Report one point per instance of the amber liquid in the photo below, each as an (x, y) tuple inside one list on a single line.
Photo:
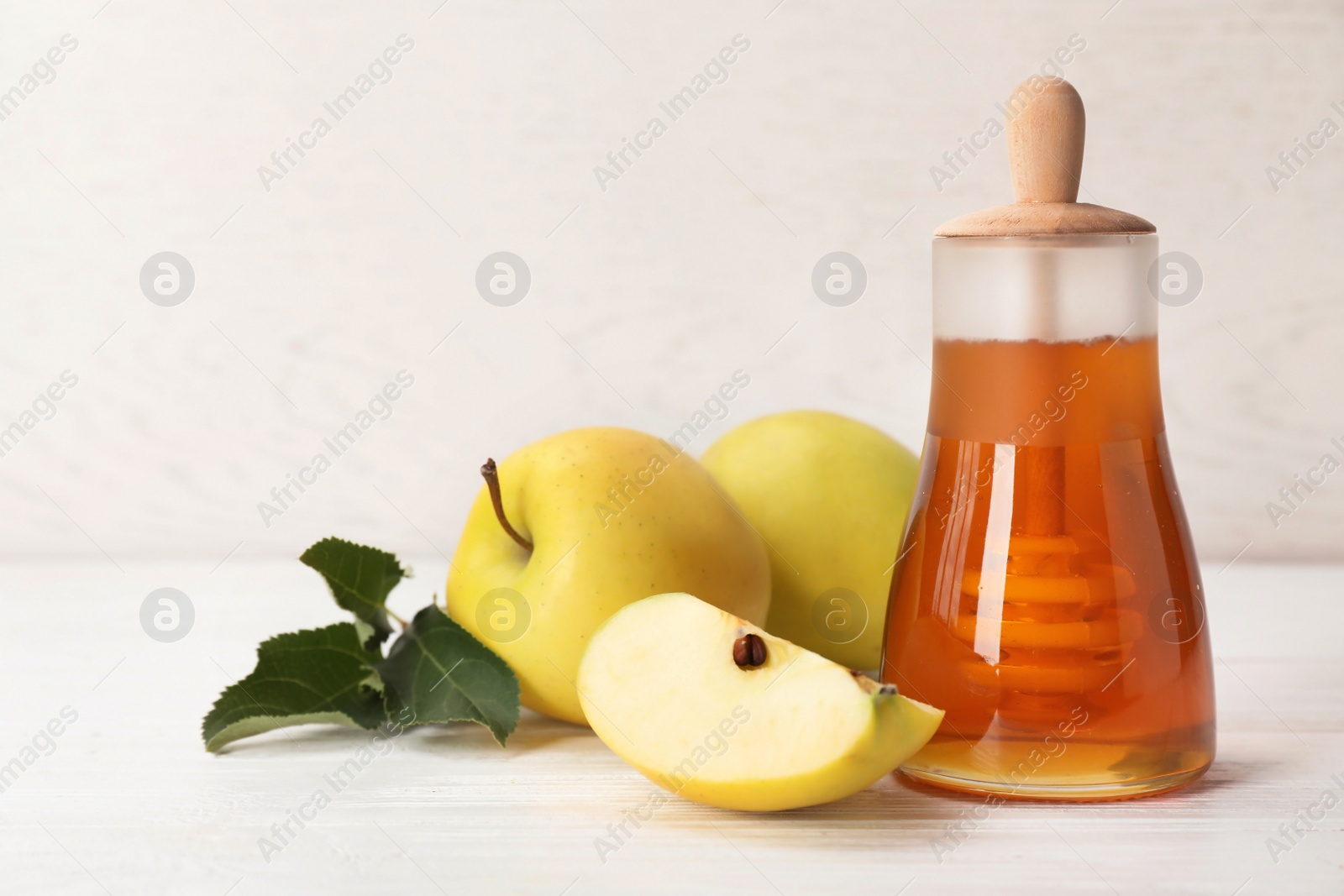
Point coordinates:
[(1047, 595)]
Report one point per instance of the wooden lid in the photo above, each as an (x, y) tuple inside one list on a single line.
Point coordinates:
[(1046, 127)]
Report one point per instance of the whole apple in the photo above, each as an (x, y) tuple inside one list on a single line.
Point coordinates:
[(830, 496), (602, 517)]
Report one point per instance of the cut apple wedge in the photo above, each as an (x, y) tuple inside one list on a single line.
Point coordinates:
[(716, 710)]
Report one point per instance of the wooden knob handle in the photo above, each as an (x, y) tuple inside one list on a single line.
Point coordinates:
[(1046, 141)]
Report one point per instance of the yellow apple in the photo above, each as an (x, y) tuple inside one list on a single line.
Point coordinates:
[(611, 516), (830, 497), (678, 689)]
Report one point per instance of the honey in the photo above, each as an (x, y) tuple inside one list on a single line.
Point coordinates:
[(1047, 595)]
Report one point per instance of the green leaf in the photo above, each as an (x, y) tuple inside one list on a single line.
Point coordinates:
[(441, 673), (360, 578), (318, 674)]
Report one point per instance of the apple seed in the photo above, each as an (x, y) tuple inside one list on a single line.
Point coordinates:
[(749, 652)]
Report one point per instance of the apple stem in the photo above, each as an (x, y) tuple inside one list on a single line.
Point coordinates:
[(492, 481)]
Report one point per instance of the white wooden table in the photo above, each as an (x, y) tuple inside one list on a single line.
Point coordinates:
[(129, 802)]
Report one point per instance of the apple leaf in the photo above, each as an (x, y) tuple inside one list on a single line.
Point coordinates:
[(360, 578), (441, 673), (318, 674)]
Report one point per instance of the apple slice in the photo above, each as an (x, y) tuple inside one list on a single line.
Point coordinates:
[(716, 710)]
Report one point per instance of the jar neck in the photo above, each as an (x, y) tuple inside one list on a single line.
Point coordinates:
[(1043, 288), (1038, 394)]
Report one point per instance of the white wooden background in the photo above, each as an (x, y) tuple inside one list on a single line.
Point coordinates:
[(645, 297), (129, 802)]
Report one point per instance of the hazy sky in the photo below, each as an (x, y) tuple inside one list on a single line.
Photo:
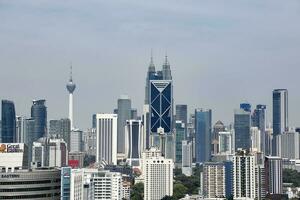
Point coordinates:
[(221, 53)]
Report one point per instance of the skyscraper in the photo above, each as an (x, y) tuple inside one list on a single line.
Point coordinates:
[(61, 129), (8, 121), (150, 76), (158, 174), (181, 115), (39, 114), (259, 121), (124, 113), (180, 136), (134, 142), (166, 70), (71, 87), (280, 115), (242, 125), (187, 158), (273, 178), (106, 138), (203, 135), (218, 127)]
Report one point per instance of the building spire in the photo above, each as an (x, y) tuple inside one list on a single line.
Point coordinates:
[(71, 78), (151, 66)]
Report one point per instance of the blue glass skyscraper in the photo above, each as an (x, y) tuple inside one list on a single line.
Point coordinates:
[(8, 122), (161, 106), (280, 115), (203, 129), (242, 123), (39, 115)]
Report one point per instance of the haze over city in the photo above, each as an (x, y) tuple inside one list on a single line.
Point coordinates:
[(221, 53)]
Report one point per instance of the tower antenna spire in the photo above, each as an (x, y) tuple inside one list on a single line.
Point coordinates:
[(71, 75)]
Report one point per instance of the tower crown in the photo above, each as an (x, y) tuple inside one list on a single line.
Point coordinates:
[(70, 85)]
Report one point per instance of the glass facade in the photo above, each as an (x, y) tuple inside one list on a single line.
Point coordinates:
[(242, 123), (203, 130), (39, 114), (161, 106), (8, 130)]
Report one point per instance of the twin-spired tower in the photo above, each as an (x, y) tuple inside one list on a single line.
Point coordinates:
[(71, 87)]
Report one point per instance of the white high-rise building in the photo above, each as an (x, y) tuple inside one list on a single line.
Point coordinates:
[(76, 184), (76, 141), (255, 135), (187, 158), (106, 132), (214, 180), (158, 177), (244, 176), (288, 145), (133, 142), (273, 168), (107, 185), (48, 152), (226, 144), (71, 87)]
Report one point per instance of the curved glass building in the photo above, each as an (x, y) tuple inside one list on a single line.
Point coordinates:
[(8, 122)]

....

> _Task to complete_:
Copy out all of the lines above word for word, omitting the pictures.

> _Exercise response_:
Report one point per instance of the amber liquid in the photo below, each as an (x, y) tuple inside one list on a single line.
Photo:
Point coordinates:
[(1047, 595)]
Report one point per instance of the wooden lid in the photo above, each as an (x, y) tuple inside one list on a single line.
Point coordinates:
[(1046, 127)]
Report one point per instance of the whole apple in the photo above, each as an (x, y) tuple inside one list on a single line.
Point coordinates:
[(830, 496), (602, 517)]
Report one point per instance of the cut apple wedge in the photo above, each as an (x, y) tuple inside one list on a single line.
Point coordinates:
[(716, 710)]
Report one point per instance of the wooden knob handle in the photo above, each as an (x, y) tuple inside one list on a single line.
Point coordinates:
[(1046, 141)]
Report one point per instance of the yellow apple in the photo above, each as an (x, y) tuple inside one list on a single line.
Point coordinates:
[(611, 516), (830, 497), (678, 689)]
Report one point per instance of the honey in the photo above, each as an (x, y) tuple inside one list on a single line.
Point coordinates:
[(1047, 595)]
Report one point per instance of the green leaf in the photo above, each as an (x, y) tuple inside one list on a single line.
Point coordinates:
[(441, 673), (360, 578), (318, 674)]
Report one point per instance of the apple seed in the photo above, each as an (x, y) tuple inside one list on a single line.
Point coordinates:
[(749, 652)]
Report one point per instance of the apple stem in the photo above, each as an (x, y) tuple inside one list on a single line.
Point coordinates:
[(492, 481)]
Report one point per instance of the white wooden table in the photo above, each as an (x, y) tuple inside one list on a single line.
Point coordinates:
[(129, 802)]
Report one point per instance of the apple leaf in the photo above, each as an (x, y) tuple inside one list on a single line.
Point coordinates:
[(360, 578), (441, 673), (318, 674)]
Report one point per instance of the apple slice in the photo above, each as an (x, y) tuple inside one list on a single line.
Point coordinates:
[(716, 710)]
Report one point per instance of the jar neck in the photo above, each as an (x, y) tuple inside one list on a single line.
Point coordinates:
[(1043, 288), (1038, 394)]
Report one point per instance of the white wooden background in the photo above, each as an (x, y) tuple inside one list on a single line.
Point coordinates:
[(645, 297), (129, 802)]
Report one point per instance of the hazy sky in the photo below, each as an (x, y) tuple inside one list on a single line.
Photo:
Point coordinates:
[(221, 53)]
Report one point per instance of the skyscraper in the photo above, each as an (x, y) tuple inside one list on a single line.
Point coordinates:
[(61, 129), (8, 121), (150, 76), (158, 174), (181, 115), (39, 114), (259, 121), (124, 113), (180, 136), (134, 142), (166, 70), (71, 87), (280, 115), (242, 125), (187, 158), (273, 178), (106, 138), (203, 135), (218, 127)]
Report one point per instance of the building spire in the photo above, each as an (x, y) tuple inside one list on a single line.
Point coordinates:
[(71, 78), (151, 66)]
Report one point per instance of the blue glass skyscraper in the photo above, each as an (x, y) tuple inside one list on a single line.
Point coordinates:
[(8, 122), (161, 106), (280, 115), (203, 129), (242, 123), (39, 115)]
Report one point per instance of the haze over city in the photo above, each as an (x, y) tuple inside one list on a single line.
Point coordinates:
[(221, 53)]
Report one point per instance of the tower antenna spire in the photo above, each as an (x, y) tuple inside one list on a single line.
Point coordinates:
[(71, 75)]
Report one point per instance of the tower crown in the photo above, each as an (x, y) tuple inside one list on a single line.
Point coordinates:
[(70, 85)]
Report one point per instance of the glass facade in the photo above, each as an (x, y) tuple inside one list on a single line.
Point coordinates:
[(242, 123), (203, 130), (39, 114), (161, 106), (8, 130)]
Report one point per instance of the twin-spired tower in the photo above, each as an (x, y) tuple inside one list on a single line.
Point coordinates:
[(71, 87)]
Report one point per instance of the white high-rise building in the photo above, each as an (x, y) tuple inside one list on a single line.
Point coordinates:
[(76, 184), (76, 141), (255, 135), (187, 158), (106, 132), (214, 180), (158, 177), (244, 176), (288, 145), (133, 142), (273, 168), (107, 185), (48, 152), (226, 144), (71, 87)]
Report one point per instance of the curved glass building in the photo above, each as an (x, y) tuple inside one list on a single line.
Point coordinates:
[(8, 122)]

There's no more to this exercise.